▸ Work to complete
Where the string "form" occurs in a line of the entries below, copy that line.

▶

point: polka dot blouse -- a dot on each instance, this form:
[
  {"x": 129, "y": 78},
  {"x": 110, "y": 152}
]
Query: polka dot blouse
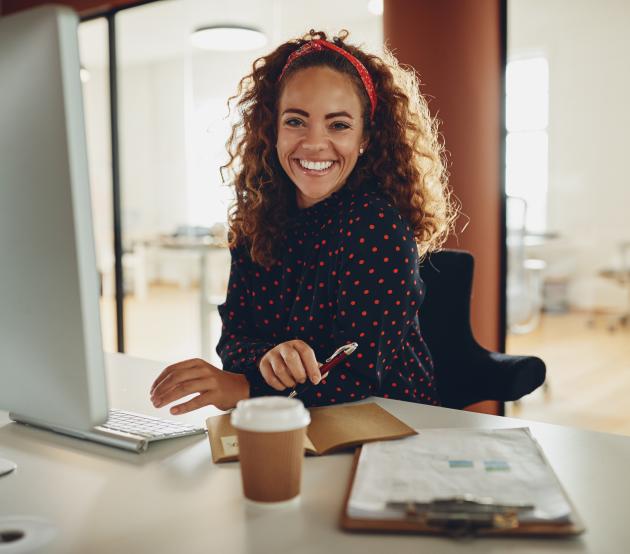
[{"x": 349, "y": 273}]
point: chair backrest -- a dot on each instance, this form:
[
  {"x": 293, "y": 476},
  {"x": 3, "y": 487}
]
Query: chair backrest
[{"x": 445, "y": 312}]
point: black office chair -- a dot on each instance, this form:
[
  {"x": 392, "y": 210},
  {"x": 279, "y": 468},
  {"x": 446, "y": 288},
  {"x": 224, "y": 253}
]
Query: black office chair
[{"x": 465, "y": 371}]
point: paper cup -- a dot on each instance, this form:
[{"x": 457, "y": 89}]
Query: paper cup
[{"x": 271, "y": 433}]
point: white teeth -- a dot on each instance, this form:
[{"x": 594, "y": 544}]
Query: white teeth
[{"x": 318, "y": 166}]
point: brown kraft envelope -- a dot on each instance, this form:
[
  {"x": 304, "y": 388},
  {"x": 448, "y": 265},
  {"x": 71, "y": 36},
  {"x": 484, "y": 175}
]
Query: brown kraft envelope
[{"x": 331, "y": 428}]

◀
▶

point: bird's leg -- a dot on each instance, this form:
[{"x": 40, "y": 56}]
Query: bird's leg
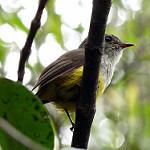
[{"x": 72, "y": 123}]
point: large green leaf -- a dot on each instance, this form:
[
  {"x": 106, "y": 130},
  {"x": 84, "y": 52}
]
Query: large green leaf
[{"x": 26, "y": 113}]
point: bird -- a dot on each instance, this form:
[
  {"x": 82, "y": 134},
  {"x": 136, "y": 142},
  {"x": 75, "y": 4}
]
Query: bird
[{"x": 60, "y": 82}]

◀
▶

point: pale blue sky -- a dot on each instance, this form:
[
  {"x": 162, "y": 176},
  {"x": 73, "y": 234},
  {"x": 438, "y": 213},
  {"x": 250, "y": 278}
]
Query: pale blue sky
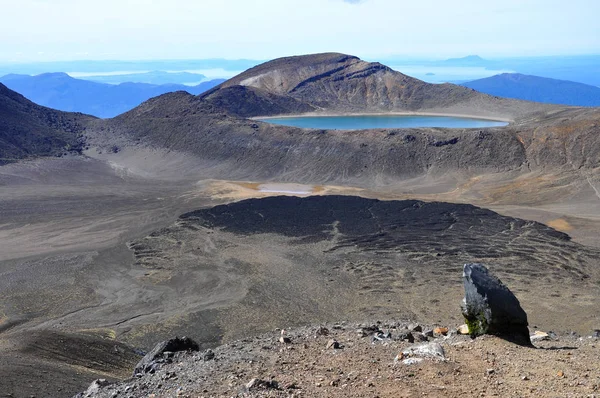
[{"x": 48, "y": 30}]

◀

▸ Result of the task
point: polka dot blouse -- a dot on each instance, this form:
point: chair backrest -- a dot on each instance, this form:
point: black office chair -- a dot on each instance, this form:
point: paper cup -- a dot on each instance, this form:
point: white teeth -- a dot on each instance, this form:
point: brown kraft envelope -- a dot on each instance, this form:
point: bird's leg -- a dot on each instance, this form:
point: large green leaf -- a dot on each instance, this form:
point: bird -- a dot on each instance, this form:
point: pale blue sky -- a dot on each instance, this form:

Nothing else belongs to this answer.